*WHAT IS BEING ASKED*: Please repeat every record exactly, leaving out any pictures.

##########

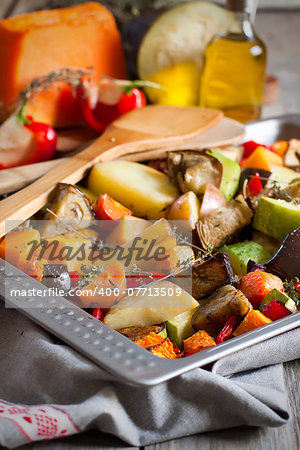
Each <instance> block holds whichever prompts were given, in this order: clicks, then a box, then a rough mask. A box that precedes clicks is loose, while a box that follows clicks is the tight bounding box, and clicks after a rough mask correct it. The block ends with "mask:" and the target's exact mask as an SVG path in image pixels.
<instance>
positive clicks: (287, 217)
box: [253, 197, 300, 241]
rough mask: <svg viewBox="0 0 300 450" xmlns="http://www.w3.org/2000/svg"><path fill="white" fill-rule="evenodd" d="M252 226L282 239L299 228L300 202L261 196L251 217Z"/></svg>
mask: <svg viewBox="0 0 300 450" xmlns="http://www.w3.org/2000/svg"><path fill="white" fill-rule="evenodd" d="M253 228H255V229H256V230H259V231H261V232H262V233H265V234H268V235H269V236H272V237H274V238H275V239H278V240H279V241H282V240H283V239H284V238H285V237H286V235H287V234H288V233H289V232H291V231H292V230H294V229H296V228H300V203H299V204H298V203H296V202H292V201H286V200H283V199H275V198H268V197H261V198H260V199H259V201H258V205H257V208H256V210H255V215H254V219H253Z"/></svg>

##########

*WRITTEN SOLUTION*:
Each <instance> block holds whichever prompts were given, in this order: clicks, then a box, then a rough mask. A box that precedes clicks is loose, while a box that follows clicks is the tight bounding box, and clicks after a rough mask correct it. The block ends with "mask:" and the target's exact mask as an SVG path in image pixels.
<instance>
positive clicks: (287, 217)
box: [253, 197, 300, 241]
rough mask: <svg viewBox="0 0 300 450" xmlns="http://www.w3.org/2000/svg"><path fill="white" fill-rule="evenodd" d="M252 226L282 239L299 228L300 202L261 196L251 217Z"/></svg>
mask: <svg viewBox="0 0 300 450" xmlns="http://www.w3.org/2000/svg"><path fill="white" fill-rule="evenodd" d="M253 228H255V229H256V230H259V231H261V232H262V233H265V234H268V235H269V236H272V237H274V238H275V239H278V240H279V241H282V240H283V239H284V238H285V237H286V235H287V234H288V233H289V232H291V231H292V230H294V229H296V228H300V203H299V204H298V203H296V202H292V201H286V200H283V199H275V198H268V197H261V198H260V199H259V201H258V205H257V208H256V210H255V215H254V219H253Z"/></svg>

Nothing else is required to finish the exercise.